-- What is being asked --
Reproduce without any change the lines running from the one containing "Target: woman in black puffer jacket" through the final line, both ends included.

-- Excerpted records --
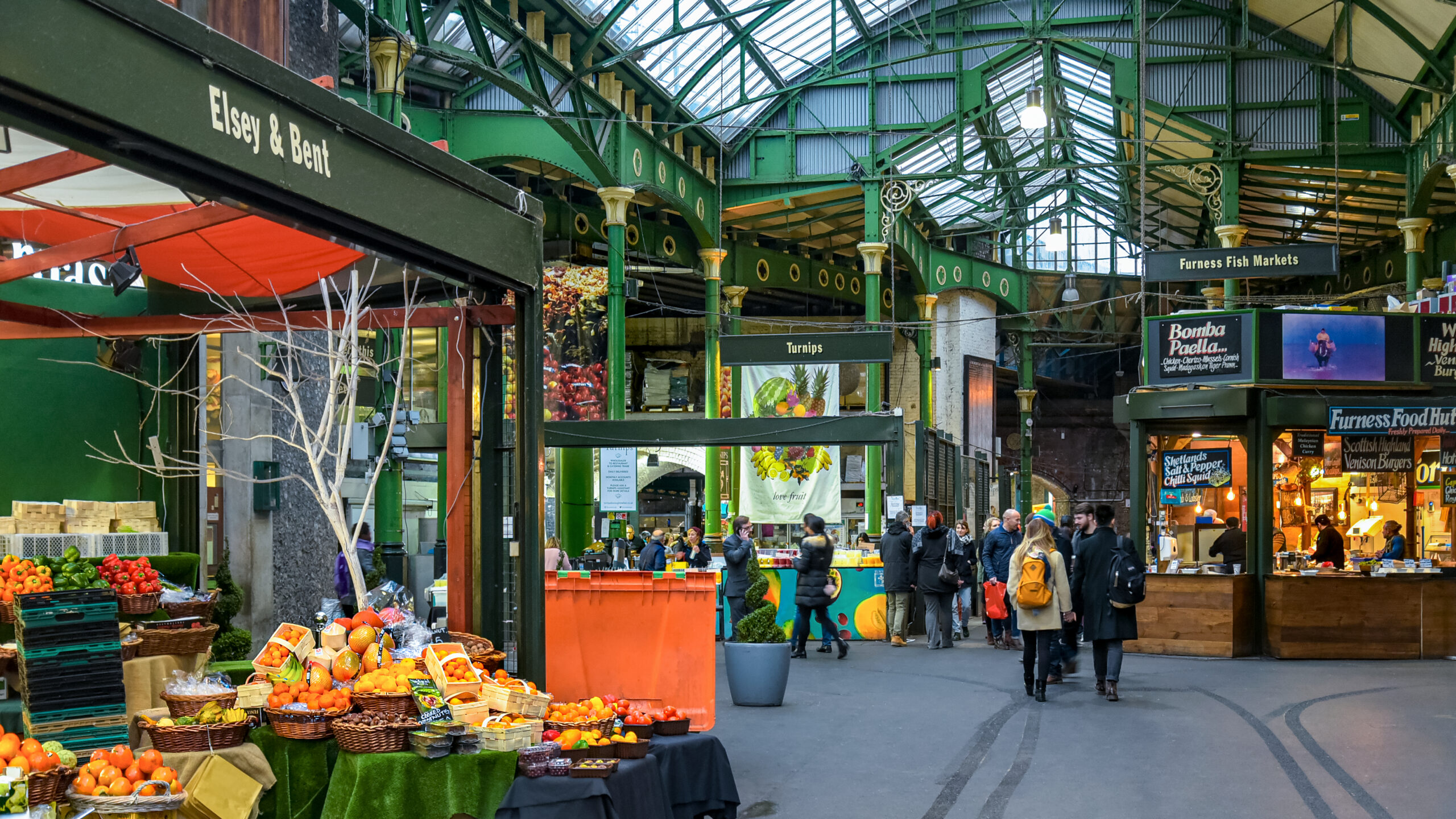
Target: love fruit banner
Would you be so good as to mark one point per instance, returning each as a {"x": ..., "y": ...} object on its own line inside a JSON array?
[{"x": 781, "y": 484}]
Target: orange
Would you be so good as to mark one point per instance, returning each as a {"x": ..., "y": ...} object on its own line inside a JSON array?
[
  {"x": 121, "y": 757},
  {"x": 108, "y": 776}
]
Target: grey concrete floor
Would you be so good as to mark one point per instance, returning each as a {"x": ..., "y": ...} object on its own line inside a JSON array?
[{"x": 951, "y": 735}]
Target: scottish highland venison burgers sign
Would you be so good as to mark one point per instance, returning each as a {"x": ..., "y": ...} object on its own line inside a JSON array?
[
  {"x": 1202, "y": 349},
  {"x": 1378, "y": 454},
  {"x": 1197, "y": 468},
  {"x": 1391, "y": 421}
]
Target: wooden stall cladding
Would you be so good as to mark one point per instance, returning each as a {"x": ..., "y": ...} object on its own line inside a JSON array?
[
  {"x": 1205, "y": 615},
  {"x": 1360, "y": 618}
]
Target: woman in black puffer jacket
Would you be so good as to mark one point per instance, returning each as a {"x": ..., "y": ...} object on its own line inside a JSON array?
[
  {"x": 816, "y": 557},
  {"x": 926, "y": 560}
]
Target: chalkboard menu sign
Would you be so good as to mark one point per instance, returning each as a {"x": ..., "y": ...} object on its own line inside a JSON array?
[
  {"x": 1197, "y": 468},
  {"x": 1378, "y": 454},
  {"x": 1309, "y": 444}
]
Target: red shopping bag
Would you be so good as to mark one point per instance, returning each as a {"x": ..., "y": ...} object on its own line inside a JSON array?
[{"x": 995, "y": 599}]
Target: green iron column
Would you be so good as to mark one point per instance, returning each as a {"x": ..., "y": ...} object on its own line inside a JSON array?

-- Written solution --
Target: woman in black puffer jacket
Would you be so good as to mark one point per instance, returning each as a {"x": ..., "y": ...} object on its own line inside a JSON array?
[
  {"x": 816, "y": 557},
  {"x": 926, "y": 560}
]
Target: chalkboard menu sign
Would you be so good as to mark one point per instance, returning each as a {"x": ..., "y": ...} object on its own line inside a JSON array?
[
  {"x": 1197, "y": 468},
  {"x": 1378, "y": 454},
  {"x": 1309, "y": 444}
]
Target: red shopping bag
Would you be so good as to mark one point per instance, returning each as a {"x": ..., "y": ...} object on its own line inside a JSON array?
[{"x": 995, "y": 599}]
Target: green iron column
Would you be so good as to mark one point per instance, returning each as a {"x": ..., "y": ...} object on its own line inside a JSON array?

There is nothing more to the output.